__What to produce__.
Needed from the entries below: every line that holds the word "aster".

__Stored data__.
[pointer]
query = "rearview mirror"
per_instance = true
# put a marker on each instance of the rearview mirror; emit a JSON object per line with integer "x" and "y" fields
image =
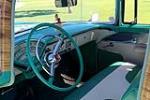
{"x": 65, "y": 3}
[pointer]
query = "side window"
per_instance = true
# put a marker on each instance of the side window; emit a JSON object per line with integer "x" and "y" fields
{"x": 136, "y": 11}
{"x": 129, "y": 10}
{"x": 144, "y": 11}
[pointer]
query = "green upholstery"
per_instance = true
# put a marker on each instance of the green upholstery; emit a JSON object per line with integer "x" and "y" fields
{"x": 79, "y": 93}
{"x": 131, "y": 93}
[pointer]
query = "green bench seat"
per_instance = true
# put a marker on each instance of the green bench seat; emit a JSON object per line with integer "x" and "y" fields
{"x": 109, "y": 84}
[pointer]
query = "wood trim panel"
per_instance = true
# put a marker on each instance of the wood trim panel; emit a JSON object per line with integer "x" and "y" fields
{"x": 5, "y": 35}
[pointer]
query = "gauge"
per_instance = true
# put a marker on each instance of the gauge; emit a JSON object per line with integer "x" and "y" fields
{"x": 20, "y": 56}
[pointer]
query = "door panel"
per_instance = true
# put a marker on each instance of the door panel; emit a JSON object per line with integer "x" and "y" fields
{"x": 131, "y": 52}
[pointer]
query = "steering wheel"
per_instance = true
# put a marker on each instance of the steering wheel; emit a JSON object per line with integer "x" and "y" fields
{"x": 49, "y": 60}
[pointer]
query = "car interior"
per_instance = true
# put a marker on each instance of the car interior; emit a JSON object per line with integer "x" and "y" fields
{"x": 77, "y": 60}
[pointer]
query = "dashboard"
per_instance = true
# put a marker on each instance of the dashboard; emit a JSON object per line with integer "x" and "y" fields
{"x": 82, "y": 36}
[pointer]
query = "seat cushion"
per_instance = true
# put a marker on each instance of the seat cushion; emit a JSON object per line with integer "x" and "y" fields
{"x": 132, "y": 91}
{"x": 111, "y": 83}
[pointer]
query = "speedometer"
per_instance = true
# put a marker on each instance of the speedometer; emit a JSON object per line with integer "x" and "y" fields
{"x": 20, "y": 56}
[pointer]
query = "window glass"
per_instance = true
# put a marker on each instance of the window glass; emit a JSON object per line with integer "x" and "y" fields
{"x": 38, "y": 11}
{"x": 129, "y": 11}
{"x": 144, "y": 11}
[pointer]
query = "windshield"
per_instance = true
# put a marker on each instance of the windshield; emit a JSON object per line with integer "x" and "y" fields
{"x": 37, "y": 11}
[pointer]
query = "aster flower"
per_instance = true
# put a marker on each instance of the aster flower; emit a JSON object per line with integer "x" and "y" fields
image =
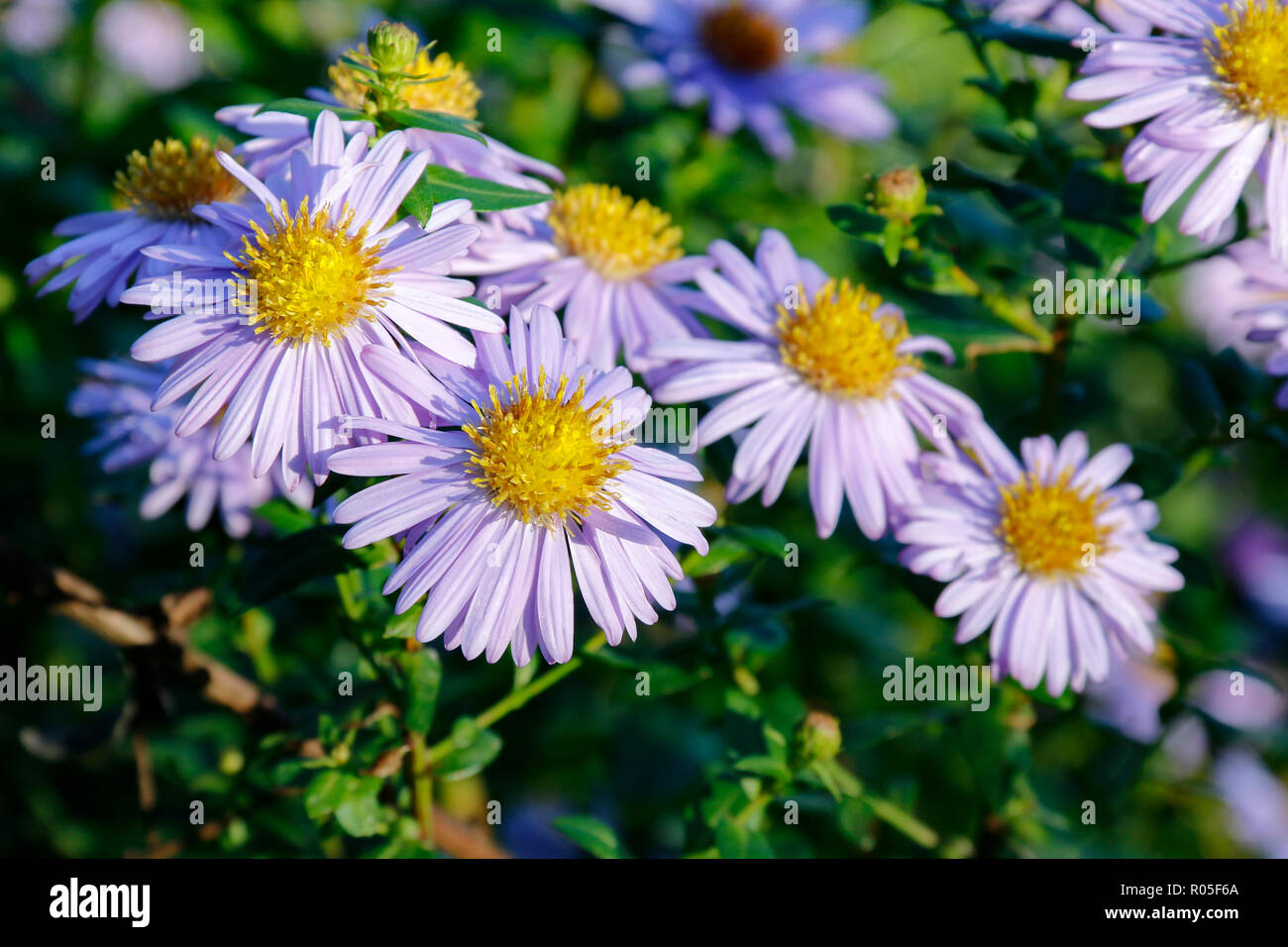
{"x": 1215, "y": 94}
{"x": 824, "y": 363}
{"x": 1051, "y": 553}
{"x": 318, "y": 272}
{"x": 446, "y": 86}
{"x": 541, "y": 480}
{"x": 616, "y": 268}
{"x": 752, "y": 59}
{"x": 159, "y": 193}
{"x": 129, "y": 433}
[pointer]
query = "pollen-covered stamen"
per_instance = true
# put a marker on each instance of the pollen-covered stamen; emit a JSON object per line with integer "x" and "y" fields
{"x": 312, "y": 275}
{"x": 1051, "y": 528}
{"x": 618, "y": 236}
{"x": 840, "y": 346}
{"x": 742, "y": 39}
{"x": 1249, "y": 55}
{"x": 172, "y": 178}
{"x": 439, "y": 84}
{"x": 546, "y": 455}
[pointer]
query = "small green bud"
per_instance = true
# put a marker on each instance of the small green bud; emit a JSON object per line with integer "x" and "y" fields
{"x": 818, "y": 737}
{"x": 900, "y": 193}
{"x": 391, "y": 46}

__Solved problem__.
query = "aster flower"
# put a marker on each instance of the aster flower; emit a JSON object per line with integer "x" and "y" fields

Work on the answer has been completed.